→ **Work to complete**
Starting with the line that contains "Locate every serrated" and going on through the end of the material, rewrite only those lines, requests included and the requests left unchanged. In each answer, multiply every box coordinate by 1.35 and round it to a whole number, with halves rounded up.

→ **Data provided**

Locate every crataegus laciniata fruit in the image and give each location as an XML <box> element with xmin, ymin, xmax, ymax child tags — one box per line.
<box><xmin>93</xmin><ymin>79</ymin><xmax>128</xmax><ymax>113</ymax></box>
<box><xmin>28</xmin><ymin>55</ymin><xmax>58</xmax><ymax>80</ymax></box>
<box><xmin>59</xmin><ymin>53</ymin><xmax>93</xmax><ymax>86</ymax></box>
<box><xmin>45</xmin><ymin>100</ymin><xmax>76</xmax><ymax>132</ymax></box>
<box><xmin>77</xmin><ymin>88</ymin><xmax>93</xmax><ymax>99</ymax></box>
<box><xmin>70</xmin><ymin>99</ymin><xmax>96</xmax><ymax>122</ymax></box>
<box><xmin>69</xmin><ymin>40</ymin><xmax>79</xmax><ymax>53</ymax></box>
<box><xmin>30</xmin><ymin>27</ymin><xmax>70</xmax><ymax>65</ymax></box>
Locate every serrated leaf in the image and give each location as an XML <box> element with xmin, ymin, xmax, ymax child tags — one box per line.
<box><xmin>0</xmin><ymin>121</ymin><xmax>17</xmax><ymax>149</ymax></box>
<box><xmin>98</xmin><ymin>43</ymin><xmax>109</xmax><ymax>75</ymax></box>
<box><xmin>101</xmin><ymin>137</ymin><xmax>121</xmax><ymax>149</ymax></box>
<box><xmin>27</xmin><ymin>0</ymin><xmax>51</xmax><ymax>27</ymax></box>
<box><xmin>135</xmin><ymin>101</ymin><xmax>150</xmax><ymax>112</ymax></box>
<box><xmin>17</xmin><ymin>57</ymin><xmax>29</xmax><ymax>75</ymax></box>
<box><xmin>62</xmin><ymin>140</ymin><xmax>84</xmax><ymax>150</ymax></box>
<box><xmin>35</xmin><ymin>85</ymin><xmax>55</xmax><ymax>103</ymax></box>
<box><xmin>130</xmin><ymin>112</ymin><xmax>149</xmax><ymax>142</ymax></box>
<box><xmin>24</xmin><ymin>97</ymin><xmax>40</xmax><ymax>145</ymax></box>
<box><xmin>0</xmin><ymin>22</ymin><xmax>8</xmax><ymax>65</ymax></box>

→ **Solution**
Locate every serrated leaf in the image and give each location as an XML <box> element with xmin, ymin, xmax, ymax child tags — one box per line.
<box><xmin>0</xmin><ymin>163</ymin><xmax>23</xmax><ymax>201</ymax></box>
<box><xmin>132</xmin><ymin>58</ymin><xmax>147</xmax><ymax>101</ymax></box>
<box><xmin>136</xmin><ymin>185</ymin><xmax>163</xmax><ymax>201</ymax></box>
<box><xmin>36</xmin><ymin>0</ymin><xmax>69</xmax><ymax>36</ymax></box>
<box><xmin>182</xmin><ymin>136</ymin><xmax>203</xmax><ymax>151</ymax></box>
<box><xmin>23</xmin><ymin>77</ymin><xmax>39</xmax><ymax>101</ymax></box>
<box><xmin>84</xmin><ymin>189</ymin><xmax>113</xmax><ymax>203</ymax></box>
<box><xmin>47</xmin><ymin>115</ymin><xmax>74</xmax><ymax>139</ymax></box>
<box><xmin>176</xmin><ymin>151</ymin><xmax>201</xmax><ymax>192</ymax></box>
<box><xmin>32</xmin><ymin>131</ymin><xmax>54</xmax><ymax>196</ymax></box>
<box><xmin>0</xmin><ymin>30</ymin><xmax>11</xmax><ymax>88</ymax></box>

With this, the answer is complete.